| WHAT IS BEING ASKED |
Working from the line that contains "Mark one point per instance of the ice skate" down to the last line below, repeat each line exactly.
[START OF MATERIAL PROVIDED]
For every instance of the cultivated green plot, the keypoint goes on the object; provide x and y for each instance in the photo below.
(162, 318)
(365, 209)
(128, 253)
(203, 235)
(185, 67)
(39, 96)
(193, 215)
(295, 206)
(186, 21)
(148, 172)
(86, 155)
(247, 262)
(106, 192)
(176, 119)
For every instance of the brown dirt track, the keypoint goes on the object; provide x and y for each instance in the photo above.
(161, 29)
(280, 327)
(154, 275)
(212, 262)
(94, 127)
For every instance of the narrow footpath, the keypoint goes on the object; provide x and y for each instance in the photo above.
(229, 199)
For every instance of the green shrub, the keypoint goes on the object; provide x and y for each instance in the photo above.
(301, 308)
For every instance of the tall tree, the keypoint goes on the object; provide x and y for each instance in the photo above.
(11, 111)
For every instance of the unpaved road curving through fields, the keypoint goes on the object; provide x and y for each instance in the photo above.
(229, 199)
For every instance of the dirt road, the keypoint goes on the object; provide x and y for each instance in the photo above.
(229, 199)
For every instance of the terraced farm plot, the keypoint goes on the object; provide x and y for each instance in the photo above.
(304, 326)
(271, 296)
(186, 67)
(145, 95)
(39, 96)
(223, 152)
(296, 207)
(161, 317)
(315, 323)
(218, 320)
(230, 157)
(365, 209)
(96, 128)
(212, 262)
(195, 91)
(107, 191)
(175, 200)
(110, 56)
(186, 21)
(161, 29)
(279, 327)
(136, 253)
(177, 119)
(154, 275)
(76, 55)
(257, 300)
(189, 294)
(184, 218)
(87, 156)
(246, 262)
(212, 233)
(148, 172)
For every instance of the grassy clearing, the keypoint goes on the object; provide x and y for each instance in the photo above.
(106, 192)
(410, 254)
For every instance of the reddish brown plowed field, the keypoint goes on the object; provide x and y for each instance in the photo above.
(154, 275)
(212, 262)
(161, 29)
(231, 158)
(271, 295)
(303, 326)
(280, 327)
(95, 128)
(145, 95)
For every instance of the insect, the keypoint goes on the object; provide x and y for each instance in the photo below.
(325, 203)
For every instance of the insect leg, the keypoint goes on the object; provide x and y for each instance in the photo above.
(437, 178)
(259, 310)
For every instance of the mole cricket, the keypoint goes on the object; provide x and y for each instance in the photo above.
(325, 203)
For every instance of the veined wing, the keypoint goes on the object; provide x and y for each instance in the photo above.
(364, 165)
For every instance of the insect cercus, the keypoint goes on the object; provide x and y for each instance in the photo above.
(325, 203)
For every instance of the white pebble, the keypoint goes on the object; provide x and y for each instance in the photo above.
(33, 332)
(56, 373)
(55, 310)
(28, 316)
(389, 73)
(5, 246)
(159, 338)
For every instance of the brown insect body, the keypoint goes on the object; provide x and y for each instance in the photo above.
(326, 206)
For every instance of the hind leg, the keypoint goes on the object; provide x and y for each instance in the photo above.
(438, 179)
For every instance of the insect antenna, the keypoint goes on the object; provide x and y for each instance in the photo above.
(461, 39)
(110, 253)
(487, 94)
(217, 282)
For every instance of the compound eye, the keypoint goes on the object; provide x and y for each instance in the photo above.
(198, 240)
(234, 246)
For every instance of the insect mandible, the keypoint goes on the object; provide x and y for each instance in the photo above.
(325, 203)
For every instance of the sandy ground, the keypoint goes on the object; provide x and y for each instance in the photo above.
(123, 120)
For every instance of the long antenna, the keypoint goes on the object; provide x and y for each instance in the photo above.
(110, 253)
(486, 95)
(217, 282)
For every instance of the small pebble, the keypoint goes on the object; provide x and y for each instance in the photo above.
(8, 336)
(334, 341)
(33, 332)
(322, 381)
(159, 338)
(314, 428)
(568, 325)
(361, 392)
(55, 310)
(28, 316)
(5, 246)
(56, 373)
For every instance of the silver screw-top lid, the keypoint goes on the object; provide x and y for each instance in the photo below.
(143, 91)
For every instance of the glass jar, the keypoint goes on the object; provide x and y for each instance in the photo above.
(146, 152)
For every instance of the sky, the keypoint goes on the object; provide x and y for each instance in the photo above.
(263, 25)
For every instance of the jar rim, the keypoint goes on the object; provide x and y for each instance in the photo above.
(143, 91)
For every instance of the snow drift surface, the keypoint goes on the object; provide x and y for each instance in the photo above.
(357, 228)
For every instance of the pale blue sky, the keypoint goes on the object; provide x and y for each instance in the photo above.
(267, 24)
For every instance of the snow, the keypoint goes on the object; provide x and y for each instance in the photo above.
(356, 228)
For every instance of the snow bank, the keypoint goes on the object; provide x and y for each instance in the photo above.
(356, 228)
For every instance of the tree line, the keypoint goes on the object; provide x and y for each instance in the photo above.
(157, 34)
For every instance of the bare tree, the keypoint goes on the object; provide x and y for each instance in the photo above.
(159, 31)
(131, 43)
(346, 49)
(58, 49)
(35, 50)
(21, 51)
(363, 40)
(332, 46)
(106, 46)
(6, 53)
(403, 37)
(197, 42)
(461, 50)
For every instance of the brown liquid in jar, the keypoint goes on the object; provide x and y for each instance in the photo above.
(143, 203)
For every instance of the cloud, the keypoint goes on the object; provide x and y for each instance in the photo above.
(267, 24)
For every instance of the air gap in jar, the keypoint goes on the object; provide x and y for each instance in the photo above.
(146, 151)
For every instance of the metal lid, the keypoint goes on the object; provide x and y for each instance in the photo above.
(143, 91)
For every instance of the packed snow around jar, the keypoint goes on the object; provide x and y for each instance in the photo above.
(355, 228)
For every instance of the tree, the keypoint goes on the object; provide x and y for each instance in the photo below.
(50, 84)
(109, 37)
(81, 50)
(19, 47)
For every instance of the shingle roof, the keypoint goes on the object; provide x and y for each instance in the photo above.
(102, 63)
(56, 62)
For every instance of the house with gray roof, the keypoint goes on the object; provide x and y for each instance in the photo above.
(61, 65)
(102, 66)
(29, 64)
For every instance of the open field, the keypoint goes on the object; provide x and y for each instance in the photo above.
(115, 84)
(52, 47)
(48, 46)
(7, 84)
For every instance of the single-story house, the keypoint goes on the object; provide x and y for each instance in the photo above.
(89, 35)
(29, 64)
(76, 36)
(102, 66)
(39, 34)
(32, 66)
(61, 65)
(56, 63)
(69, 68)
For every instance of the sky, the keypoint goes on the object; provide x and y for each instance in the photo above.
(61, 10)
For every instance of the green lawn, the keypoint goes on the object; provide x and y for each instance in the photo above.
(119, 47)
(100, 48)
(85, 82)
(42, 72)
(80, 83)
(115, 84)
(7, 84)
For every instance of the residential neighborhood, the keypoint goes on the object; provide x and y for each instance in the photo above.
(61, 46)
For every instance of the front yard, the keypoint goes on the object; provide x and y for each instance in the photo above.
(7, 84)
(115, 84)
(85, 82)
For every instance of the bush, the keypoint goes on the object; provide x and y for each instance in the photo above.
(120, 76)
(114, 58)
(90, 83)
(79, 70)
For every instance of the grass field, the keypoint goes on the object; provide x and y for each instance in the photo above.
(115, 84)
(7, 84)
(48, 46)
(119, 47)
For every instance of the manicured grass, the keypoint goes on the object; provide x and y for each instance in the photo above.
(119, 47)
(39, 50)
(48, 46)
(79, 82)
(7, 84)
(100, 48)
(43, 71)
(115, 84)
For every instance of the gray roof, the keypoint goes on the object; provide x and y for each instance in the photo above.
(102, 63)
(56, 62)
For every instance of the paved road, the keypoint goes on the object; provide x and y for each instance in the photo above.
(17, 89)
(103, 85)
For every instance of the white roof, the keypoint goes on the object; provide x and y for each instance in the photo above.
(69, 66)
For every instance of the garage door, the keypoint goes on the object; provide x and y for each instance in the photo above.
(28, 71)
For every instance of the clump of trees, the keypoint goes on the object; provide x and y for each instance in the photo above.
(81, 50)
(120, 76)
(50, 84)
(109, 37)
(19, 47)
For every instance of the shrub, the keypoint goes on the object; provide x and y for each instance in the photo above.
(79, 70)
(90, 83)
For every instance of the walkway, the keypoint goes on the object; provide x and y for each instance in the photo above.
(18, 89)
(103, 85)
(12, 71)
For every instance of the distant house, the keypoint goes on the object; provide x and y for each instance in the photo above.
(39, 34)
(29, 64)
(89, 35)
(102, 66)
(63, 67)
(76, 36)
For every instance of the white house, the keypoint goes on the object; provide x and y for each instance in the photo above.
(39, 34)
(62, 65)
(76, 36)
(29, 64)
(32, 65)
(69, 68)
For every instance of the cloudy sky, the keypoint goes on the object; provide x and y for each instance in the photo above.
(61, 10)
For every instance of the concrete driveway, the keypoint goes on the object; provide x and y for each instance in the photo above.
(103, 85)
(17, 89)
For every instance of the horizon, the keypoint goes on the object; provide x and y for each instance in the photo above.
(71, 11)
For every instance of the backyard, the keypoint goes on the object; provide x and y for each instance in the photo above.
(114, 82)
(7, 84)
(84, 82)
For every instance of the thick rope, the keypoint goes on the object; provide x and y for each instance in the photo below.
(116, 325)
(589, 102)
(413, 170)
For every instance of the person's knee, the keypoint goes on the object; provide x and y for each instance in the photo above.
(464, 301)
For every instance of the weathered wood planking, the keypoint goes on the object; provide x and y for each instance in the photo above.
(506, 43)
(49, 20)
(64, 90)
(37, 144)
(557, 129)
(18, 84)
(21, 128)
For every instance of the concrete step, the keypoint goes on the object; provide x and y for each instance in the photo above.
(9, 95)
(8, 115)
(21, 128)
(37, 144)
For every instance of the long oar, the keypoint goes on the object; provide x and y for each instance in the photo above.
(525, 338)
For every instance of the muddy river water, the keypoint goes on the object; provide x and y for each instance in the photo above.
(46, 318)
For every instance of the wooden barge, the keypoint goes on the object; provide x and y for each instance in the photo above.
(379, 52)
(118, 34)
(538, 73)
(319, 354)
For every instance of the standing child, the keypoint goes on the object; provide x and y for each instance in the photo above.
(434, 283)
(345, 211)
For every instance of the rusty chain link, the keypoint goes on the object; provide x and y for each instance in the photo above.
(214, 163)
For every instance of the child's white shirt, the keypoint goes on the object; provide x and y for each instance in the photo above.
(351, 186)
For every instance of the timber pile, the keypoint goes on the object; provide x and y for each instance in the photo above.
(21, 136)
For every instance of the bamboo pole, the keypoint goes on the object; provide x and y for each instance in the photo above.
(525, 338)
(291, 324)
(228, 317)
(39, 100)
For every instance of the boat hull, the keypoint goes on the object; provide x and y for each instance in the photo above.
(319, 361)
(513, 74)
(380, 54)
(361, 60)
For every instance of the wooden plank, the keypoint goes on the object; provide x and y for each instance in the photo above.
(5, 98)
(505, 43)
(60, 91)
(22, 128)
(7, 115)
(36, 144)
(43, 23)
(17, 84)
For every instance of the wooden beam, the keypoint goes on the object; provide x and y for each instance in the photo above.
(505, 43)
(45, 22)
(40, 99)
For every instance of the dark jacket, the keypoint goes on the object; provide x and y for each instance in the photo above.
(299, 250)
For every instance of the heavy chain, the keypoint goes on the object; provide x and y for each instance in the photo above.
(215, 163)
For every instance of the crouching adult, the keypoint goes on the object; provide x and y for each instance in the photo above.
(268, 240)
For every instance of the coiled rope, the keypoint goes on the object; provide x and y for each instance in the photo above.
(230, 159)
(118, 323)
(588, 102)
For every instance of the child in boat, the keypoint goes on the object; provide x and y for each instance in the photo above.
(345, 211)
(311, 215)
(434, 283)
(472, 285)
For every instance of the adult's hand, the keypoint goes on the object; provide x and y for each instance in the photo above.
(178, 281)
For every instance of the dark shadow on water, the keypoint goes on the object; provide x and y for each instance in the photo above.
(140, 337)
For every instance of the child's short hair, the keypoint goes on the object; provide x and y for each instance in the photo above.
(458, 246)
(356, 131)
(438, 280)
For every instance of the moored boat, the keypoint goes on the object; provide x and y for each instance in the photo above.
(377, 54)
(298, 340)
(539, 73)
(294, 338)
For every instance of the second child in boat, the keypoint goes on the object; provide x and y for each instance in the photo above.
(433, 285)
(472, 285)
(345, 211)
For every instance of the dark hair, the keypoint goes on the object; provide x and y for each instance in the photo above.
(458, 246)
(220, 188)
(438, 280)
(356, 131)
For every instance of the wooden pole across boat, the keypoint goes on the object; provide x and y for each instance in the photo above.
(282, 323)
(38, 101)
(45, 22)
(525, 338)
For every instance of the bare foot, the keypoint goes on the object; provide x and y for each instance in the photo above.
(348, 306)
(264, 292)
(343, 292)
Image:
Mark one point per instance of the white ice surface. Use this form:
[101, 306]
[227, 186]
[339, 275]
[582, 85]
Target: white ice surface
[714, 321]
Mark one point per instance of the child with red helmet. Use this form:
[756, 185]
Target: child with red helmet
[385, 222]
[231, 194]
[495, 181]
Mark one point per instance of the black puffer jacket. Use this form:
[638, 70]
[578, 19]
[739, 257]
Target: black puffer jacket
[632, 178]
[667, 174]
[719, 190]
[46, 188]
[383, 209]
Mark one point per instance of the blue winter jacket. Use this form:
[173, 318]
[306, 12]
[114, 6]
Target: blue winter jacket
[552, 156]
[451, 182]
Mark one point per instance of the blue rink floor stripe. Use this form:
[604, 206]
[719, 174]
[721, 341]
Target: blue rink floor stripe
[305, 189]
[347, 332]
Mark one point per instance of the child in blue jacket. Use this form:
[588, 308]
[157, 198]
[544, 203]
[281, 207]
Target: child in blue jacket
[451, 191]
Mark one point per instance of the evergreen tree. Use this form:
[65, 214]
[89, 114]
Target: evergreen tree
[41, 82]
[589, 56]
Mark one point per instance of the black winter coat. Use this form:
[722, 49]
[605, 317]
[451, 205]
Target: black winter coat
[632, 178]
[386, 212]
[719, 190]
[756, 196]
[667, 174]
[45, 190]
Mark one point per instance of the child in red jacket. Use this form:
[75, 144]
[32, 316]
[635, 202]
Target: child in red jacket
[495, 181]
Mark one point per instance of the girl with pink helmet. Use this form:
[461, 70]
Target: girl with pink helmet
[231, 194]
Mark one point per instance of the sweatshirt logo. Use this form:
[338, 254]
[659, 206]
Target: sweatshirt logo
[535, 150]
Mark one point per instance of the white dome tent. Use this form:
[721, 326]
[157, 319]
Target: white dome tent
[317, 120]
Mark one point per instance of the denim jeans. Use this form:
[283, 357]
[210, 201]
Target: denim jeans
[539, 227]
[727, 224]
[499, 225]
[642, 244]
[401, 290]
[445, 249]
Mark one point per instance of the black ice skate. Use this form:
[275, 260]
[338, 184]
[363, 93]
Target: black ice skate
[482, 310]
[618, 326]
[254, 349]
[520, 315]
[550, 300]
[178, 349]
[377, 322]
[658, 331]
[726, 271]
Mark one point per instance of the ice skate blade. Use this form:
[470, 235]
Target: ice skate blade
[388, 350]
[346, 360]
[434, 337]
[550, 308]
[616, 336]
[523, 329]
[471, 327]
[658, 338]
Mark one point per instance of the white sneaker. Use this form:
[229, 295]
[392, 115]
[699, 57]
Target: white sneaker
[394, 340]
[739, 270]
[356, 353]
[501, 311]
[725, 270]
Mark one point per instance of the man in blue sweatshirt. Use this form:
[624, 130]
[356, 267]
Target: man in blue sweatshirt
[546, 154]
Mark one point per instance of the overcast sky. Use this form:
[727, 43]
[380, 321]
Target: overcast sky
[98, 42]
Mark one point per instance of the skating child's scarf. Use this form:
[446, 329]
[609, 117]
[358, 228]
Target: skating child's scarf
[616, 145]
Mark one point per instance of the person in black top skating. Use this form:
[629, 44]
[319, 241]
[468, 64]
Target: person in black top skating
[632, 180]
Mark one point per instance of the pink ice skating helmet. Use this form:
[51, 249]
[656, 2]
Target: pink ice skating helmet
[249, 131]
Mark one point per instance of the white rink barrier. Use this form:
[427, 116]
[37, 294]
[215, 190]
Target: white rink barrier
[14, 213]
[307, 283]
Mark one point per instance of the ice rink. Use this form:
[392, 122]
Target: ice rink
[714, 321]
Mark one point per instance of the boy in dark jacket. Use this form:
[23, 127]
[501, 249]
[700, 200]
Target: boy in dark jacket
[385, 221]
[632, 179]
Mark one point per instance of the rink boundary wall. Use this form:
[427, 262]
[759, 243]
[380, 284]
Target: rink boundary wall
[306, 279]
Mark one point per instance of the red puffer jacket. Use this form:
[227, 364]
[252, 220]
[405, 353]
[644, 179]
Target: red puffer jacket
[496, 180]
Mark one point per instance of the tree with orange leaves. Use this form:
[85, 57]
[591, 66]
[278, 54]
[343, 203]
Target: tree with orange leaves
[END OF MATERIAL PROVIDED]
| TASK SOLUTION |
Mark one point per instance of the ice skate blade. Use this form:
[470, 235]
Target: ice skate blade
[388, 350]
[346, 360]
[434, 337]
[550, 308]
[616, 336]
[523, 329]
[471, 327]
[658, 338]
Mark one point per instance of the white sneaker. Use this form:
[229, 295]
[392, 115]
[699, 57]
Target: white sneaker
[394, 340]
[739, 270]
[356, 353]
[501, 311]
[725, 270]
Mark one point per instance of the man in blue sweatshirt. Use this form:
[624, 130]
[356, 267]
Target: man in blue sweatshirt
[546, 154]
Mark one point per instance of the overcast sky. Use this form:
[727, 43]
[380, 321]
Target: overcast sky
[98, 42]
Mark one point per instance of the skating child's scarf. Use this form:
[446, 329]
[609, 117]
[358, 228]
Target: skating child's scarf
[616, 145]
Mark one point per instance of the person in black top skating. Use this form:
[629, 44]
[319, 241]
[468, 64]
Target: person in black top skating
[632, 180]
Mark one point per instance of the pink ice skating helmet. Use this form:
[51, 249]
[656, 2]
Target: pink ice skating helmet
[249, 131]
Mark one point per instance of the white rink barrier. Use this form:
[427, 116]
[37, 294]
[215, 190]
Target: white rink barrier
[14, 213]
[307, 283]
Mark one point per instance of the ice rink. Use this form:
[392, 122]
Target: ice rink
[714, 321]
Mark one point per instance of the boy in dark jacket. Use this form:
[23, 127]
[501, 249]
[700, 200]
Target: boy in dark jacket
[385, 221]
[632, 179]
Mark one point per instance of the rink boundary wall. Use this form:
[427, 262]
[759, 243]
[380, 284]
Target: rink boundary wall
[306, 279]
Mark one point per instance of the red puffer jacket. Use this form:
[227, 364]
[252, 220]
[405, 353]
[644, 179]
Target: red puffer jacket
[496, 180]
Mark one point per instance of the tree with orange leaves. Use this form:
[85, 57]
[591, 66]
[278, 54]
[343, 203]
Target: tree with orange leaves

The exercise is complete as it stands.